(Stored items)
○ ○ ○ ○ ○ ○ ○

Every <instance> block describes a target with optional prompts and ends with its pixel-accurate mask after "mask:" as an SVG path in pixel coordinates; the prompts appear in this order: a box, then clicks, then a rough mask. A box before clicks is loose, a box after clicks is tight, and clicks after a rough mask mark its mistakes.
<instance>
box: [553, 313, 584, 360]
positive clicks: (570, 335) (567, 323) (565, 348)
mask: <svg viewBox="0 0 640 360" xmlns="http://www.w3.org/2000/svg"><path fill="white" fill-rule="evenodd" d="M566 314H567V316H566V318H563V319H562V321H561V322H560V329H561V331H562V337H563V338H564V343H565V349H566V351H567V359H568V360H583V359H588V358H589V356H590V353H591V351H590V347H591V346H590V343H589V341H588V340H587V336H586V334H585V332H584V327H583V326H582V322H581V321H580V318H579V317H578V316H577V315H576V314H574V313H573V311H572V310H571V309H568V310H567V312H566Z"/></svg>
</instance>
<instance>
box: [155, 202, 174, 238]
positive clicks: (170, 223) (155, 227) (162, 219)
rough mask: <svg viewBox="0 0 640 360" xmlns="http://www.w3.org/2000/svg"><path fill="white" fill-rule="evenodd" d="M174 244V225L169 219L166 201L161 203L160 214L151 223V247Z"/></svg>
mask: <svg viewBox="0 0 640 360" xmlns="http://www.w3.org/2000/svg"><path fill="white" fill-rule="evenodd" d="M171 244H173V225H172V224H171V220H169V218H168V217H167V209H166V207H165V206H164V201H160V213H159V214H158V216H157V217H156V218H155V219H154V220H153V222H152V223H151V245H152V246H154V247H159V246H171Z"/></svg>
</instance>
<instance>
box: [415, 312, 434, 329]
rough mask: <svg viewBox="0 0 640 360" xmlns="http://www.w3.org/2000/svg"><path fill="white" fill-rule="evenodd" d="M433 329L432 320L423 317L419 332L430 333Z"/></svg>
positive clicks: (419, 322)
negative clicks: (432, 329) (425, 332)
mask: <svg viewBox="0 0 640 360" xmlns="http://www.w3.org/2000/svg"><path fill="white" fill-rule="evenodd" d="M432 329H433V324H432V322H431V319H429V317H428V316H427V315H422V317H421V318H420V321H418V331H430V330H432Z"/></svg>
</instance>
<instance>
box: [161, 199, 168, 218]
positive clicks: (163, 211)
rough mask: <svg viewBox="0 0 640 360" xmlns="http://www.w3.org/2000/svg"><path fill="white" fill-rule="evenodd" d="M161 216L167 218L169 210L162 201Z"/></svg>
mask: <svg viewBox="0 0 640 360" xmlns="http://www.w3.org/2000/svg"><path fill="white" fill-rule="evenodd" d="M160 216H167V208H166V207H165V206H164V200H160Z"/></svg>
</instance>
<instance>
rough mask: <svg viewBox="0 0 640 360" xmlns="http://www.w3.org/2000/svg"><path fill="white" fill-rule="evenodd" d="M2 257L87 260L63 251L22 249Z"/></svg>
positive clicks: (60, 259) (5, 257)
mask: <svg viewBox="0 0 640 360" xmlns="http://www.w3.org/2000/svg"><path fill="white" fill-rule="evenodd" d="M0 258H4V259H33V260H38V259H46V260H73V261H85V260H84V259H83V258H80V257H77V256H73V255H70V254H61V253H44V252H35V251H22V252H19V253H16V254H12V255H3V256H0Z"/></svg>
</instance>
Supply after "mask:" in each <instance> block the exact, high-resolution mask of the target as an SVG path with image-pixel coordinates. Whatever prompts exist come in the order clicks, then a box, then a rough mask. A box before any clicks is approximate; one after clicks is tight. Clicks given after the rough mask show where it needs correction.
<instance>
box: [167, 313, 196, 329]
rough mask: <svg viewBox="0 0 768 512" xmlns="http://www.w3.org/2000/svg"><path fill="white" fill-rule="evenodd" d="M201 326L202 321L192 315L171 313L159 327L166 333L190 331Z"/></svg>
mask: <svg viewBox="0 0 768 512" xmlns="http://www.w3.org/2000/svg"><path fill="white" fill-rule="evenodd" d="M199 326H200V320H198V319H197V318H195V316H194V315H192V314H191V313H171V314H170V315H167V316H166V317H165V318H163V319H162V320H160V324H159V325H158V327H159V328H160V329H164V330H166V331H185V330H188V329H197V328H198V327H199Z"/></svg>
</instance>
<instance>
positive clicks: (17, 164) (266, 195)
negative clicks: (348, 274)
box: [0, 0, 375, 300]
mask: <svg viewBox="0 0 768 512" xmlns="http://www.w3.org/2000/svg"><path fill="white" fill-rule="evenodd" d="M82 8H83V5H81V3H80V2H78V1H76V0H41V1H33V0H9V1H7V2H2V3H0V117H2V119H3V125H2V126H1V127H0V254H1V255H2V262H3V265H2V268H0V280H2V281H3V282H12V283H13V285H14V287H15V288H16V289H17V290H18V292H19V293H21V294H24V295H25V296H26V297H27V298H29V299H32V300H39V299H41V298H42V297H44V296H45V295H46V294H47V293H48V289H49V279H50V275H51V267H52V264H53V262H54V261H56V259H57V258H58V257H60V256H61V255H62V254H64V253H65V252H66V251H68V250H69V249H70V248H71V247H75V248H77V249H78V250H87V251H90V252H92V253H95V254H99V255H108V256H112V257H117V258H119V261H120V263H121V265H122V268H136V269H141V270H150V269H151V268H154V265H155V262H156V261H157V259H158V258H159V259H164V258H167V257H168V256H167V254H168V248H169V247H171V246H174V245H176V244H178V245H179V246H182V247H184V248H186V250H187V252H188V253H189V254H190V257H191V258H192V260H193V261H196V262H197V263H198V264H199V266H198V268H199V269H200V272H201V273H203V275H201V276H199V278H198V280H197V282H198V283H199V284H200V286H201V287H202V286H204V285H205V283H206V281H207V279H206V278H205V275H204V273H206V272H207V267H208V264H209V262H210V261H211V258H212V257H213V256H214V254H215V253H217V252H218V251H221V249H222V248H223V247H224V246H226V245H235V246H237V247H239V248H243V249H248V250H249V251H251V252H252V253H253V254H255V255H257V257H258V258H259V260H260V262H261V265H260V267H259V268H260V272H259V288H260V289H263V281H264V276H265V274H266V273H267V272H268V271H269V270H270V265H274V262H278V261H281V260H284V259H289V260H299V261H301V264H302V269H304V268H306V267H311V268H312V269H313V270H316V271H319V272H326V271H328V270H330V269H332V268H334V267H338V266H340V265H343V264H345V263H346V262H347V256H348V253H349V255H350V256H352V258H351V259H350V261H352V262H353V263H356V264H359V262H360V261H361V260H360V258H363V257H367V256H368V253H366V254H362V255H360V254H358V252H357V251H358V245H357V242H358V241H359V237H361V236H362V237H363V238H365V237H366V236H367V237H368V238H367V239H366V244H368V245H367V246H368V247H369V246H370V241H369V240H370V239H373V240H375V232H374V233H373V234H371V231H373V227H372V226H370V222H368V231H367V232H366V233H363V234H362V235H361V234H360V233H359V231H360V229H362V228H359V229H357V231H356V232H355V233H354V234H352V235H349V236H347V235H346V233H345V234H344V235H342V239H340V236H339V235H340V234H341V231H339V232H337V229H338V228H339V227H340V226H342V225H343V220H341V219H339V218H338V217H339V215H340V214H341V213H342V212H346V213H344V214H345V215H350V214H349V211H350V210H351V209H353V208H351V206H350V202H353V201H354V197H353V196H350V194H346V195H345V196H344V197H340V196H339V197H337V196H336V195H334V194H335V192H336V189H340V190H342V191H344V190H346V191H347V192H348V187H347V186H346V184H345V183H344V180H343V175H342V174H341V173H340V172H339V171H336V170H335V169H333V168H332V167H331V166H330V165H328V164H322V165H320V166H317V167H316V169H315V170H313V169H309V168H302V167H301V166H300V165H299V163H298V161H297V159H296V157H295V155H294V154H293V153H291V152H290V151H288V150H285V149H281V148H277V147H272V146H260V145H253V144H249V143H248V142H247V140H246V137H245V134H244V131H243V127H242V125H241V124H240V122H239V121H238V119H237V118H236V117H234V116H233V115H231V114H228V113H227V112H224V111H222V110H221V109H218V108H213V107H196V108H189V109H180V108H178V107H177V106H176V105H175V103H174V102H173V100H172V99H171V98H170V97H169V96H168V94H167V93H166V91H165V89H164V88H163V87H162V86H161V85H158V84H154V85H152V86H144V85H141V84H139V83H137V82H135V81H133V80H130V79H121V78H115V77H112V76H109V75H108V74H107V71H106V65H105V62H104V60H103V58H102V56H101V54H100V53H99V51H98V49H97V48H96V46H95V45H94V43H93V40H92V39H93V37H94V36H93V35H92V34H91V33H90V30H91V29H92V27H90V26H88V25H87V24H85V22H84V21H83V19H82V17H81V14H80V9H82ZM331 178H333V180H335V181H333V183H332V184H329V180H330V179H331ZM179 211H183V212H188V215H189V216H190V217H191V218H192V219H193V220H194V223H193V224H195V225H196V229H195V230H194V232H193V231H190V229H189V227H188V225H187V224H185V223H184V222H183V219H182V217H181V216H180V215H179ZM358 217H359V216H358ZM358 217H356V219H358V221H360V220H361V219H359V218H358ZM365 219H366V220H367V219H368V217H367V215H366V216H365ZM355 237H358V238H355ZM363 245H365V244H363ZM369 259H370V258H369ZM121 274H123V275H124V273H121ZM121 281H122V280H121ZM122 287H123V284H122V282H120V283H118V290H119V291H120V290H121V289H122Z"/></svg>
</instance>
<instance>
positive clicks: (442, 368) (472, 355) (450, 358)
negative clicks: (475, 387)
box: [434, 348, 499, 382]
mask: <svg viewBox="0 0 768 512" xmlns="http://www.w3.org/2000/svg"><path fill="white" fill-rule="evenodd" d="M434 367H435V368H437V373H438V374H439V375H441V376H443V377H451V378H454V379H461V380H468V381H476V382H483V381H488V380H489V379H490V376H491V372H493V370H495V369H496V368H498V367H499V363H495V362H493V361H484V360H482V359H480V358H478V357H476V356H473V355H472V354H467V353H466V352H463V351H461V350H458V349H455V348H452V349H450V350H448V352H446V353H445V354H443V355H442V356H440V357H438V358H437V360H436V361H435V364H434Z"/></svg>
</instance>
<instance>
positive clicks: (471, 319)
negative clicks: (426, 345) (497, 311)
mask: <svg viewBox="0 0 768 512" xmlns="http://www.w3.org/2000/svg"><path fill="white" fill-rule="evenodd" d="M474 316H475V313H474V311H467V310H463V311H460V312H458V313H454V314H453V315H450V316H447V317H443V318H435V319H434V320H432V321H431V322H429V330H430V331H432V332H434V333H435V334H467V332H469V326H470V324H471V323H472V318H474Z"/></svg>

○ ○ ○ ○ ○ ○ ○

— Action item —
From the data above, copy out every line that contains the string "negative".

— Response to this task —
negative clicks: (432, 329) (425, 332)
negative clicks: (348, 274)
negative clicks: (475, 387)
negative clicks: (426, 345) (497, 311)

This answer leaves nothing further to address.